start DATA IN THIS EXERCISE

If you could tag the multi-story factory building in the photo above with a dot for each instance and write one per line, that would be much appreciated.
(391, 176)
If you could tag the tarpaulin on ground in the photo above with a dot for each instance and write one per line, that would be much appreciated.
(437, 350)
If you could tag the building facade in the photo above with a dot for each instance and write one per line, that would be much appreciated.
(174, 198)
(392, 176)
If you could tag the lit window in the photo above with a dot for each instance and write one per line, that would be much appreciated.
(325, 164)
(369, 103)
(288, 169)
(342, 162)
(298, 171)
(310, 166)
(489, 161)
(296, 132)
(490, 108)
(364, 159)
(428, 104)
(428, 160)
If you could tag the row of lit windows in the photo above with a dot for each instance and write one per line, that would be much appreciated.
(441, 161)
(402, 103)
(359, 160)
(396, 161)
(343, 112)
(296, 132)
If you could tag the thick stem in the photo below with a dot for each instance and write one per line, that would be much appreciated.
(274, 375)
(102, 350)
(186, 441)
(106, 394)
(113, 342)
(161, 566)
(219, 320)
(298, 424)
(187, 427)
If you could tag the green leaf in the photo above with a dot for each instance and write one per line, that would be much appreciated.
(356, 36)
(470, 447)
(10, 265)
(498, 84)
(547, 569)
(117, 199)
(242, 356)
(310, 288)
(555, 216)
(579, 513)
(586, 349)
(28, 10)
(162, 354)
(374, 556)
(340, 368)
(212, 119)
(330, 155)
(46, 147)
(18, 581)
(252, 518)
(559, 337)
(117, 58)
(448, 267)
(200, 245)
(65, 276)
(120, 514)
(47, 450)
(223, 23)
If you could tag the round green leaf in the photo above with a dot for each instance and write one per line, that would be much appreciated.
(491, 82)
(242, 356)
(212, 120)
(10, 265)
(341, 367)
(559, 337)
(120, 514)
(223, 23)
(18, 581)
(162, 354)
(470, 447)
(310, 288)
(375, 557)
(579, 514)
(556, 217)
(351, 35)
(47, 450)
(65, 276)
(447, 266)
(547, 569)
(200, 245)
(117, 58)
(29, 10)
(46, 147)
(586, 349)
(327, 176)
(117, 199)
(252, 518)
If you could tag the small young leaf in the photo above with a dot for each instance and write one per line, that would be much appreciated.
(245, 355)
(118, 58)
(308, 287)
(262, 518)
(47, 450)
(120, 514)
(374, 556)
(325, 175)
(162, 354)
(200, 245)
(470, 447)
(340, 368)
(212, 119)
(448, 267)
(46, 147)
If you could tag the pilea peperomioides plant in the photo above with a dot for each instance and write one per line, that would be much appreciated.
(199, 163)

end DATA IN THIS EXERCISE

**SET EXERCISE**: Copy every line of the data above verbatim, in the same order.

**FINISHED EXERCISE**:
If you could tag the multi-story factory building in the photo above with a dot for each instance and write one per line, that would be much appreciated.
(391, 176)
If you could tag the tarpaulin on ground in the photo above with a dot for each instance and write one per line, that would be much appreciated.
(437, 350)
If you could tag the building facade in the photo above with a dot for each instance and write one per line, that would be much appreciated.
(174, 198)
(392, 176)
If you could tag the lit window in the photo above with a dot for each instance and write one per line, that would be much appreciated.
(325, 164)
(369, 103)
(288, 169)
(342, 162)
(298, 171)
(310, 166)
(489, 161)
(296, 132)
(490, 108)
(364, 159)
(428, 104)
(428, 160)
If you could tag the row of lit windows in the photo above with a dot for each instance and write one per line, that would be much appreciated.
(441, 161)
(402, 103)
(359, 160)
(396, 161)
(343, 112)
(296, 132)
If you could tag the thick stem in the photo below with a dot for each instance and write one per line, that would be much appreciated.
(274, 375)
(102, 350)
(186, 441)
(106, 394)
(113, 342)
(161, 566)
(219, 320)
(298, 424)
(187, 427)
If you could tag the green leaf in the photo above with a dot for each instance and write one per line, that would be much appreciated.
(356, 36)
(470, 447)
(10, 265)
(498, 84)
(547, 569)
(117, 199)
(242, 356)
(310, 288)
(555, 216)
(579, 513)
(586, 349)
(28, 10)
(162, 354)
(374, 556)
(340, 368)
(212, 119)
(330, 155)
(46, 147)
(18, 581)
(252, 518)
(559, 337)
(117, 58)
(448, 267)
(200, 245)
(65, 276)
(120, 514)
(47, 450)
(223, 23)
If you could tag the round green leaf in the photo above with a dot for each instance and write one per line, that would be much appreciated.
(491, 82)
(242, 356)
(212, 120)
(10, 265)
(341, 367)
(559, 337)
(120, 514)
(223, 23)
(18, 581)
(162, 354)
(470, 447)
(310, 288)
(375, 557)
(579, 514)
(556, 217)
(351, 35)
(47, 450)
(65, 276)
(447, 266)
(547, 569)
(200, 245)
(117, 58)
(29, 10)
(46, 147)
(586, 349)
(327, 176)
(117, 199)
(252, 518)
If you could tag the small young leaf in the photo above with a dot for each instance and write one per line, that would be much appreciated.
(245, 355)
(118, 58)
(308, 287)
(262, 518)
(47, 450)
(120, 514)
(374, 556)
(325, 175)
(162, 354)
(200, 245)
(470, 447)
(340, 368)
(212, 119)
(448, 267)
(46, 147)
If you could tag the pilea peperomioides plant in the photo above with a dot for each instance and write one per line, that would be much appreciated.
(199, 163)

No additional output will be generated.